Exercise A — Reproduce the passage of the book review text from "THE SENSE OF AN ENDING Julian" to "of his unreliability.".
Exercise B — According to the book review text, in which newspaper did the review of The Sense of an Ending appear?

Text for analysis —
______________________________

Smith’s targets range from the way technology shapes experience to the way we fetishize the actions of those who, in however small a way, stand out or go against the grain. A comment on Brooke’s report card, in fact, could well be a summing up of the author’s particular talents: “Her verbal dexterity is notable and she is wonderfully imaginative and of course we do not have a problem with that or with either of these things. But sometimes her infectious imagination can be vertiginous for her peers”.

Saturday, September 17, 2011

Misspeak, Memory

This appeared in today's The Indian Express

THE SENSE OF AN ENDING Julian Barnes


The nature and length of the novella as a form compel writers to pay close attention to matters of prose and craft. This is why the best of them have a hand-cut, gem-like quality, with ruminative — although patterned — first-person musings on a given theme. Such, certainly, is the case with Julian Barnes’ elegant, incisive The Sense of an Ending.

On the first page itself, the narrator affirms that “...what you end up remembering isn't always the same as what you have witnessed”. This, then, is an impressionistic record, one that's hedged by constant -- and sometimes overdone -- reminders that what we're reading is the narrator's self-serving memories of earlier times. It’s not just that he’s unreliable: he’s also all too aware of his unreliability.

______________________________

Dataset extract —

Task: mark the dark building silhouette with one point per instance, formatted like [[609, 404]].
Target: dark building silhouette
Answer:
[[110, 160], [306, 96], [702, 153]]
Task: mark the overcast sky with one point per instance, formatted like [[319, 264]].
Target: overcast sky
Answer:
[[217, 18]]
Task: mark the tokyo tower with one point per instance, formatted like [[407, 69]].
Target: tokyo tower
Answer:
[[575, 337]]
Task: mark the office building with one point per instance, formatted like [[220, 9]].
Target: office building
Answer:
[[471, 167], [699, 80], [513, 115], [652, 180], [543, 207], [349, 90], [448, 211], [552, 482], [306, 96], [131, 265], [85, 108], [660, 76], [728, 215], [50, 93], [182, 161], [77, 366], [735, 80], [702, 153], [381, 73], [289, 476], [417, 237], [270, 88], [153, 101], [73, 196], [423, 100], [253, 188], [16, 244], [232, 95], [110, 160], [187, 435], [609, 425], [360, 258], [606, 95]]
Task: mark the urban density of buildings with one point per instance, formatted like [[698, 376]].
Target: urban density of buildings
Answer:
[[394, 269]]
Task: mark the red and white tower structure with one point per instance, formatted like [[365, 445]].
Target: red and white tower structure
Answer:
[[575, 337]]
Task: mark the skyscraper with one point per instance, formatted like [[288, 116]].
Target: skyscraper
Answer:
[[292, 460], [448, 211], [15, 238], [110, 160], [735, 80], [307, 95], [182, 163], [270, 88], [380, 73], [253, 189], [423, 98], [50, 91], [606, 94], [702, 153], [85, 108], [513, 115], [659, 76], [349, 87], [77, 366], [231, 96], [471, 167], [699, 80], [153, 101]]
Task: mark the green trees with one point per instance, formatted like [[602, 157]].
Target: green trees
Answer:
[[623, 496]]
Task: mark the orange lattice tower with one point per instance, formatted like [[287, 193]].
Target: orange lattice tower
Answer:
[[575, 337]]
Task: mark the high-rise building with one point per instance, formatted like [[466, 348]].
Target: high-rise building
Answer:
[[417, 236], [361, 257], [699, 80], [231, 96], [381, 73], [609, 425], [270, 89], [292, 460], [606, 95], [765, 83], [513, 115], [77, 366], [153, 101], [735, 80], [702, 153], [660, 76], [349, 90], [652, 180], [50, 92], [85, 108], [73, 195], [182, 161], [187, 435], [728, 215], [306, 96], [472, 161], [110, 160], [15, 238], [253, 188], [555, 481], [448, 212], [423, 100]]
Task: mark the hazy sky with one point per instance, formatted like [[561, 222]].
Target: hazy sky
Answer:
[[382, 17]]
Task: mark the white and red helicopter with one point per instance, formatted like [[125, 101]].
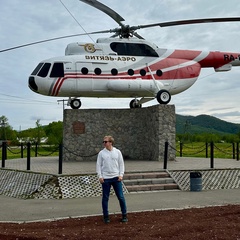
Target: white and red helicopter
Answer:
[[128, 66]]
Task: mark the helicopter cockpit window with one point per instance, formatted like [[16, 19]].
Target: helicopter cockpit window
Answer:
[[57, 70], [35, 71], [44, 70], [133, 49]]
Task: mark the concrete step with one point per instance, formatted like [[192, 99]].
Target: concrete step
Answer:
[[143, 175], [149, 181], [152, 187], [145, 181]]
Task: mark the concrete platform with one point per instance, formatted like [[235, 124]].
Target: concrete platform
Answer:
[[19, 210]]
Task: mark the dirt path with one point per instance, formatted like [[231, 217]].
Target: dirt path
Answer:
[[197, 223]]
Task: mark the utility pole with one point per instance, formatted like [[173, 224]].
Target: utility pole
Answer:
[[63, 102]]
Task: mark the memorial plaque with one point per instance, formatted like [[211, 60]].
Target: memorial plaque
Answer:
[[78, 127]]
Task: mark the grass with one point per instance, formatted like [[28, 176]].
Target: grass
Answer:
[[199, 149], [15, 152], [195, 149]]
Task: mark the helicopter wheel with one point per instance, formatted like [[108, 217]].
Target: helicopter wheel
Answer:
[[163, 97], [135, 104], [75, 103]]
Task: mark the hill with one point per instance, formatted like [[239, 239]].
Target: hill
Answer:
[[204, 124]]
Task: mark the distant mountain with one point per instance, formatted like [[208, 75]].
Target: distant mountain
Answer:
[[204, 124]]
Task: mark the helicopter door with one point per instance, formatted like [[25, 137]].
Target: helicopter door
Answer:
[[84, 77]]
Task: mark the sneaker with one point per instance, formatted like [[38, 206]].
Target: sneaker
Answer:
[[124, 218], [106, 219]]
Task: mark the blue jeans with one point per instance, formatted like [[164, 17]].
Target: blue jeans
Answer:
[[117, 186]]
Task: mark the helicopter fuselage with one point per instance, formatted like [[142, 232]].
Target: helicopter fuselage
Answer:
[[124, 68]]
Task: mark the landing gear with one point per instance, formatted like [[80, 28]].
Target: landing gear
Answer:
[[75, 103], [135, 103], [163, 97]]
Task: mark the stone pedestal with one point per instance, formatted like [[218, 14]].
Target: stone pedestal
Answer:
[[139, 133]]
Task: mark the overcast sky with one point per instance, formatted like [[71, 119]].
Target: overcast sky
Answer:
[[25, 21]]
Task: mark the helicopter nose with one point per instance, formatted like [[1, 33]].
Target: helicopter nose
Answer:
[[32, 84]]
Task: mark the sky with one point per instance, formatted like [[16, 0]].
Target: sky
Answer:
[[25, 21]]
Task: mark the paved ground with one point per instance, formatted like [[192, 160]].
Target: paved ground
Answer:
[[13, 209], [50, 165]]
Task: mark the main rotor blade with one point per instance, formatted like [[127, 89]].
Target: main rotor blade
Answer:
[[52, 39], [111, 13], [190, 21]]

______________________________

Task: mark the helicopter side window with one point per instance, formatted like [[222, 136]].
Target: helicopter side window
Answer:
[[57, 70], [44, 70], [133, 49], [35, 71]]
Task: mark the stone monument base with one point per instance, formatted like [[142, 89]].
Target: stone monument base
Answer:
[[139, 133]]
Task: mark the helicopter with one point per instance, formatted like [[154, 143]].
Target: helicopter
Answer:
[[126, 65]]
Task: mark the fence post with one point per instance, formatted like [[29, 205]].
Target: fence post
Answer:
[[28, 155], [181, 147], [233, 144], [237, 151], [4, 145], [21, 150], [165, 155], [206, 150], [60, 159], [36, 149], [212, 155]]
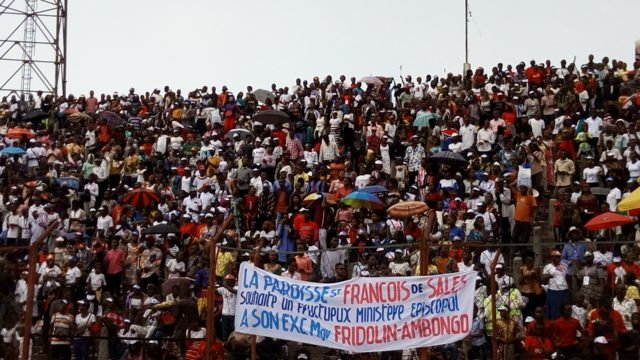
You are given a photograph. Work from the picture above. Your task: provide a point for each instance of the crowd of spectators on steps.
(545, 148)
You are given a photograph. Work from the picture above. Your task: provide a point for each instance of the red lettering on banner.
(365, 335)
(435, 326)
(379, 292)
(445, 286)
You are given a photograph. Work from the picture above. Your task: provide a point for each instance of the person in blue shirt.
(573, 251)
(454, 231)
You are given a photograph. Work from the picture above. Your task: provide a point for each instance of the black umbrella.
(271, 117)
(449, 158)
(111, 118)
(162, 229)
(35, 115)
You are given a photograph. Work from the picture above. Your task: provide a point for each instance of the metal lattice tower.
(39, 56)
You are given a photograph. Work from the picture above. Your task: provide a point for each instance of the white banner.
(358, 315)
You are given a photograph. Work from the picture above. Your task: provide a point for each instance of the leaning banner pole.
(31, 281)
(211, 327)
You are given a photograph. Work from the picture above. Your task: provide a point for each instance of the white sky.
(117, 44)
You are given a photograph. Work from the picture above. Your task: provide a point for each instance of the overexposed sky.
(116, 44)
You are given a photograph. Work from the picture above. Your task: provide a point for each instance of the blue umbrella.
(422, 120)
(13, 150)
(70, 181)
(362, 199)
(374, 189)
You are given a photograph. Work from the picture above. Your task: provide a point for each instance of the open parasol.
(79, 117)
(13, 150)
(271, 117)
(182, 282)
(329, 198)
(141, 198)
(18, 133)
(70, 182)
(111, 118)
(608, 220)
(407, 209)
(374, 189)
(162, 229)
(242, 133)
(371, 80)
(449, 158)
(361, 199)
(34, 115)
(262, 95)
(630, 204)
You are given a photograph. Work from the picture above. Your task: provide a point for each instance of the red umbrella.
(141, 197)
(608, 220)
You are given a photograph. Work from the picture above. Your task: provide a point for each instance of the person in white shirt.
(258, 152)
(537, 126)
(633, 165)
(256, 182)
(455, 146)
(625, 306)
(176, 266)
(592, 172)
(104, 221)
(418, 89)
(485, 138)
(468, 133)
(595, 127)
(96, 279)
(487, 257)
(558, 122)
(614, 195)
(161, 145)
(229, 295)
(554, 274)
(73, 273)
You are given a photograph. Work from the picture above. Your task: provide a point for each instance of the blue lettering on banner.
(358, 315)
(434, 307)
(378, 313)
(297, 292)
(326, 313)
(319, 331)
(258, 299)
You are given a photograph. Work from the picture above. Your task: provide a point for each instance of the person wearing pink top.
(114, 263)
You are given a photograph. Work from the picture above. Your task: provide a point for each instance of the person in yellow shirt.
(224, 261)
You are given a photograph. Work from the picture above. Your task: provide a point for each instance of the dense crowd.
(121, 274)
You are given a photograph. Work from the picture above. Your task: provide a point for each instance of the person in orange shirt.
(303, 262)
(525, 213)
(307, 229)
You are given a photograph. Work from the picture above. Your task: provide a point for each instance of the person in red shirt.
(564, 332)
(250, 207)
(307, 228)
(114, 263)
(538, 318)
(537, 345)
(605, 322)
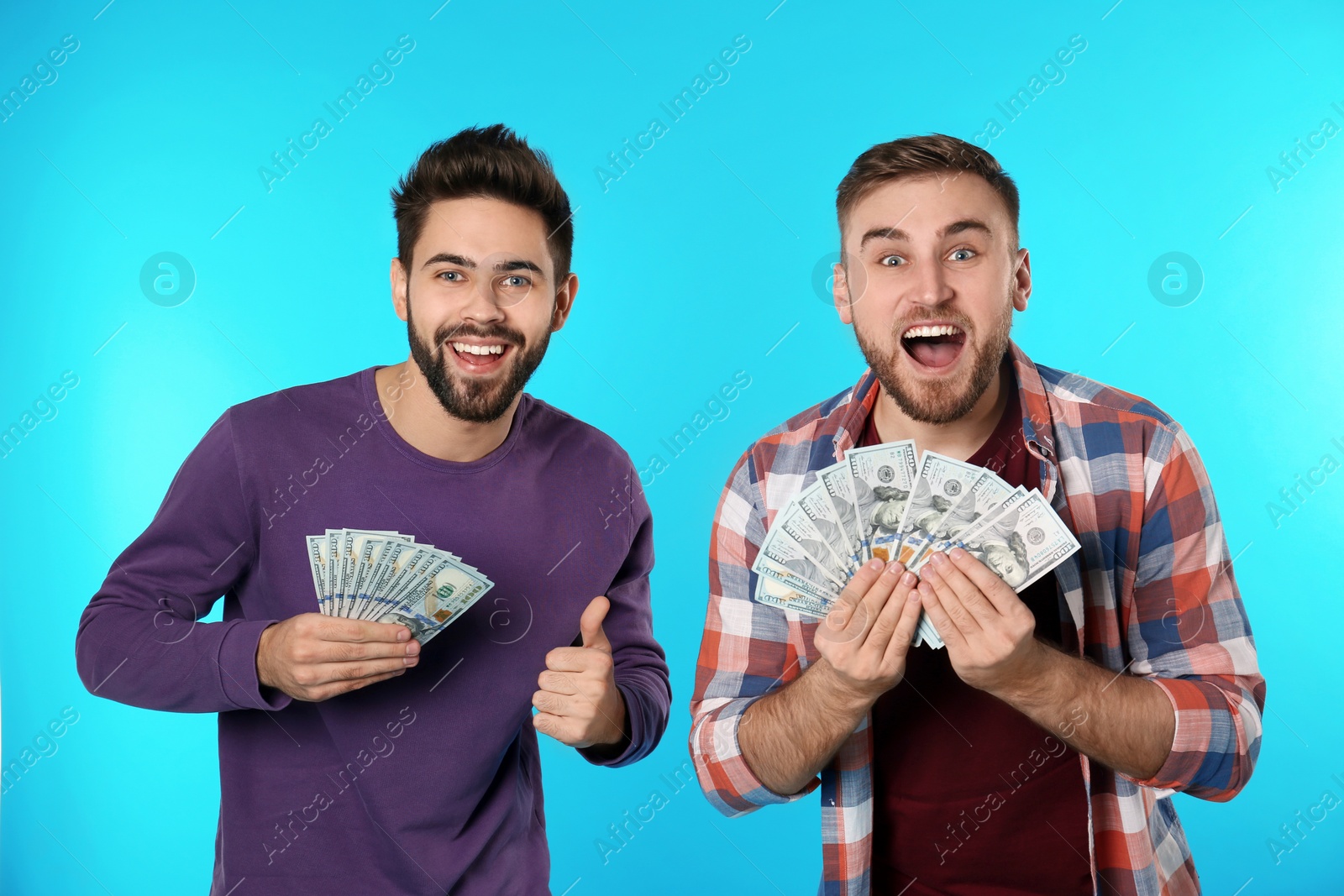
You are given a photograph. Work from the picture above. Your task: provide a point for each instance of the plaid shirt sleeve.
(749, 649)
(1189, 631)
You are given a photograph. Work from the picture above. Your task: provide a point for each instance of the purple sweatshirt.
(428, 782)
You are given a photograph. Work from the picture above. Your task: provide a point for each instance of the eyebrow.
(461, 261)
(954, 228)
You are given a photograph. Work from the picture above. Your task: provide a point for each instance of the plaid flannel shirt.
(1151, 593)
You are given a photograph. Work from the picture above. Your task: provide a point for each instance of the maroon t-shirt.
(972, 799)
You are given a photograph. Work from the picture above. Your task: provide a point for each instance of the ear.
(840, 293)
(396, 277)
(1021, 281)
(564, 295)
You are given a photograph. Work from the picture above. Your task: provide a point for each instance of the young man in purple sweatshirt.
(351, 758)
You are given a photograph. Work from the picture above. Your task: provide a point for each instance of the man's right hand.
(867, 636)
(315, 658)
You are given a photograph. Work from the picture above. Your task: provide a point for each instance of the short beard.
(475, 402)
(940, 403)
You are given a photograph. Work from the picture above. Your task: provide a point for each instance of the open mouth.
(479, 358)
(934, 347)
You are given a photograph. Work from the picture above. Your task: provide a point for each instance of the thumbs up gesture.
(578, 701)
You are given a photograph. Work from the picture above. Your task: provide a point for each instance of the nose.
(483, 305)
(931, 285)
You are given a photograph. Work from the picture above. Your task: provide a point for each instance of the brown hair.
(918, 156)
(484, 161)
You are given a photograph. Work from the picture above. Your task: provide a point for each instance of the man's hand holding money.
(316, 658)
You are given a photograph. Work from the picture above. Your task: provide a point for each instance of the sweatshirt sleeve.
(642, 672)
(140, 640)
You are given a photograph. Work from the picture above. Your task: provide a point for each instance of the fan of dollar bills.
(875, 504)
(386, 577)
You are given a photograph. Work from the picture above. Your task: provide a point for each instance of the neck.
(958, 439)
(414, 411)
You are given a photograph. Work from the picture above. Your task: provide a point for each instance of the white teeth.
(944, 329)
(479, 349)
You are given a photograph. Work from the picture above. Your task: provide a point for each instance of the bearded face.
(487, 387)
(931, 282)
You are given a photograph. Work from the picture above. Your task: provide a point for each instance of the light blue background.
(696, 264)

______________________________

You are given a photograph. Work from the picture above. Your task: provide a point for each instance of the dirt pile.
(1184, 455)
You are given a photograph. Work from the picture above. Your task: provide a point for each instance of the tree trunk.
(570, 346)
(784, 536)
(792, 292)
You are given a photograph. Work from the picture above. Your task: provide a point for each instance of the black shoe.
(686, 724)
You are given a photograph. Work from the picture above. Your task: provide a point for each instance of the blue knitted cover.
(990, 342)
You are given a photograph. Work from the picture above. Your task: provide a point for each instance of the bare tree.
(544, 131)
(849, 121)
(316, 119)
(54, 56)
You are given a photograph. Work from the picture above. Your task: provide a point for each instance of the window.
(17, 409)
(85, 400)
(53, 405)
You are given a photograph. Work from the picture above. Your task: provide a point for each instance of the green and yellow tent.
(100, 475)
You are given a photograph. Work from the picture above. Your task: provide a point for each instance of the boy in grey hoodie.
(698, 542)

______________________________

Written answer A —
THE SENSE OF AN ENDING Julian Barnes


The nature and length of the novella as a form compel writers to pay close attention to matters of prose and craft. This is why the best of them have a hand-cut, gem-like quality, with ruminative — although patterned — first-person musings on a given theme. Such, certainly, is the case with Julian Barnes’ elegant, incisive The Sense of an Ending.

On the first page itself, the narrator affirms that “...what you end up remembering isn't always the same as what you have witnessed”. This, then, is an impressionistic record, one that's hedged by constant -- and sometimes overdone -- reminders that what we're reading is the narrator's self-serving memories of earlier times. It’s not just that he’s unreliable: he’s also all too aware of his unreliability.

Written answer B — The Indian Express